YOUR GOAL: Your output should be the complete listing, repeated exactly.

- Opening Delimiter -

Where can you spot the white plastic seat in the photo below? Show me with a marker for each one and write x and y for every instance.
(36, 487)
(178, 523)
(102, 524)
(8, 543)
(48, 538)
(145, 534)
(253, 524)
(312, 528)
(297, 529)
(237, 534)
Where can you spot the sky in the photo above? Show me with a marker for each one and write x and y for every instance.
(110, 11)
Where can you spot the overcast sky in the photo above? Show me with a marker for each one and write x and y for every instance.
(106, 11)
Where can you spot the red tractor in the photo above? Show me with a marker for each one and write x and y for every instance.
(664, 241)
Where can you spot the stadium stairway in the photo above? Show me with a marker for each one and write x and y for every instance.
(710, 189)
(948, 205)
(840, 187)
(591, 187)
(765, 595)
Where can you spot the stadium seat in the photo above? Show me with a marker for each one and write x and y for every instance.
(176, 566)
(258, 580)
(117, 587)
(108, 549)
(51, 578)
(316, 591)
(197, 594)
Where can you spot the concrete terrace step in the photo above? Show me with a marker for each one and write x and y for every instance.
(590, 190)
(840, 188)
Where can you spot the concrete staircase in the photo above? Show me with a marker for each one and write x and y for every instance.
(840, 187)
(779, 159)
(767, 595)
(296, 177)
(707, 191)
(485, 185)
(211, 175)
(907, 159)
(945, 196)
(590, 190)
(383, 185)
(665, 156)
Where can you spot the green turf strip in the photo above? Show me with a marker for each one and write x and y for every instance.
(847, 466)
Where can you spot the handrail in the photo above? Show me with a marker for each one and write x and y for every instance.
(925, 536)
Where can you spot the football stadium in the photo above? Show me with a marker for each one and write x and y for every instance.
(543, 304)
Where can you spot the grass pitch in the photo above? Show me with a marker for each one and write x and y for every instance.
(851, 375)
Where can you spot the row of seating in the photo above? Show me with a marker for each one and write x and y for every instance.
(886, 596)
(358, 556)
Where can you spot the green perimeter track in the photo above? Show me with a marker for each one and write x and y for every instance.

- Closing Delimiter -

EXPECTED ANSWER:
Where can you spot the white plastic seat in the photo below? Show me with a marker for each one and write x and y for every instance.
(36, 487)
(178, 523)
(102, 524)
(8, 543)
(48, 538)
(145, 534)
(253, 524)
(312, 528)
(297, 529)
(237, 534)
Where can you spot the sky in the photo above? Show me with a marker for each one and write x and y for every instance.
(110, 11)
Where can you spot the overcast sky in the photo above? Show me with a marker for each one and write x and y for every instance.
(106, 11)
Where can you spot the red tractor in the photo above? Show me with a marker for each one and write x and y for every instance.
(664, 241)
Where can you spot the stadium stairway in the photo above? Show me with a marker for each one and write x and y for every instance.
(710, 189)
(948, 205)
(840, 187)
(591, 187)
(765, 595)
Where can you spot the stadium seat in the photo above? Show me with a marker for each one and write x and y for every instance.
(176, 566)
(258, 580)
(117, 587)
(108, 549)
(51, 578)
(316, 591)
(197, 594)
Where can you spot the concrete terrace step in the photo above? Show me with a marker for each one and write x and y for every instance.
(590, 190)
(840, 188)
Where can you spot the concrete staircase in the photo above? Show me with a marker for each one and write x and y for every instance.
(840, 187)
(779, 159)
(767, 595)
(296, 177)
(707, 191)
(485, 185)
(211, 175)
(907, 159)
(945, 196)
(590, 190)
(383, 185)
(665, 156)
Where can you spot the green turf strip in the photo above? Show me with a marker for each one and write x and y for every instance.
(847, 466)
Where can you spot the handrail in the photo above? Show me with a marker for each one and write x and y for every instance.
(925, 536)
Where can you spot the football stadium in the photo above? Show me with a marker for each one and write x and y for every instance.
(543, 304)
Where can you spot the grass pitch in the photo above? Show me with a marker for each one and write x and y for every instance.
(851, 375)
Where can you spot the row of seating in the photo above? Show me with a marker for each one and write x and y for every instance.
(886, 596)
(358, 556)
Where can you spot the green perimeter track in the photo above? Show me with a marker for each one and write x and y for every instance.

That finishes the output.